▶ [TASK BRIEF] Write out the records beneath this line exactly as they appear, minus any images.
- Opening Delimiter -
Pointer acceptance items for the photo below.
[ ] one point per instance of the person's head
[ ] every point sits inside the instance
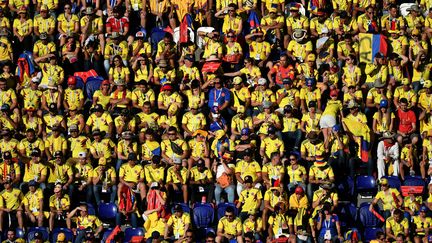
(384, 105)
(294, 10)
(232, 8)
(398, 215)
(83, 210)
(67, 8)
(35, 155)
(231, 36)
(58, 156)
(380, 236)
(132, 159)
(117, 11)
(403, 103)
(293, 159)
(370, 11)
(117, 60)
(172, 133)
(189, 235)
(33, 185)
(229, 214)
(249, 62)
(210, 237)
(215, 35)
(11, 234)
(275, 157)
(249, 237)
(44, 11)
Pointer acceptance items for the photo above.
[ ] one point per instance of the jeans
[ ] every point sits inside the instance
(131, 216)
(97, 190)
(292, 138)
(229, 191)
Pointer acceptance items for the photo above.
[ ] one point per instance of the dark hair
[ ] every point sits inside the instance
(230, 210)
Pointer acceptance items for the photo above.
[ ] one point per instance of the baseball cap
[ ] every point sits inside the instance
(35, 152)
(32, 183)
(248, 179)
(299, 190)
(245, 131)
(177, 161)
(7, 155)
(237, 80)
(132, 156)
(178, 208)
(262, 81)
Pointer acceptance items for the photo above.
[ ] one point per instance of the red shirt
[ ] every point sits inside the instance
(117, 25)
(406, 119)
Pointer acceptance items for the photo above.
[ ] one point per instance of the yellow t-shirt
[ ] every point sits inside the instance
(131, 174)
- Closing Delimiter -
▶ [RESPONSE]
Pointer acceptance items for the photo below.
[ ] one point per instance of the person's head
[ ] every point sits inside the instance
(384, 105)
(294, 10)
(232, 8)
(398, 215)
(83, 210)
(67, 8)
(35, 155)
(231, 36)
(58, 156)
(380, 236)
(132, 159)
(117, 11)
(403, 103)
(293, 159)
(370, 11)
(117, 60)
(172, 133)
(189, 235)
(33, 185)
(229, 214)
(249, 62)
(210, 237)
(215, 35)
(11, 234)
(275, 157)
(249, 237)
(44, 11)
Pointer acceptance items for the photo above.
[ ] one point per instance of the jeans
[ ] every point sits inside the instance
(131, 216)
(97, 190)
(292, 138)
(229, 191)
Pointer acceptance items for the photo above.
[ ] one point per instance of the dark hair
[ ] every point sits inside the instance
(230, 210)
Pointer acceptance items for the photo above.
[ ] one point per instance of the baseball cap
[ ] every point sits inside the instance
(35, 152)
(32, 183)
(248, 179)
(299, 190)
(245, 131)
(177, 161)
(7, 155)
(237, 80)
(132, 156)
(178, 208)
(262, 81)
Pointer acceptance items for the photo above.
[ ] one point per instance of the red shirt
[ ] every point sits inside the instance
(117, 25)
(406, 119)
Pointer acceptance items for the photo above.
[ ] one point per instance of the yellow t-shirt
[ ] every point sits inside the instance
(131, 174)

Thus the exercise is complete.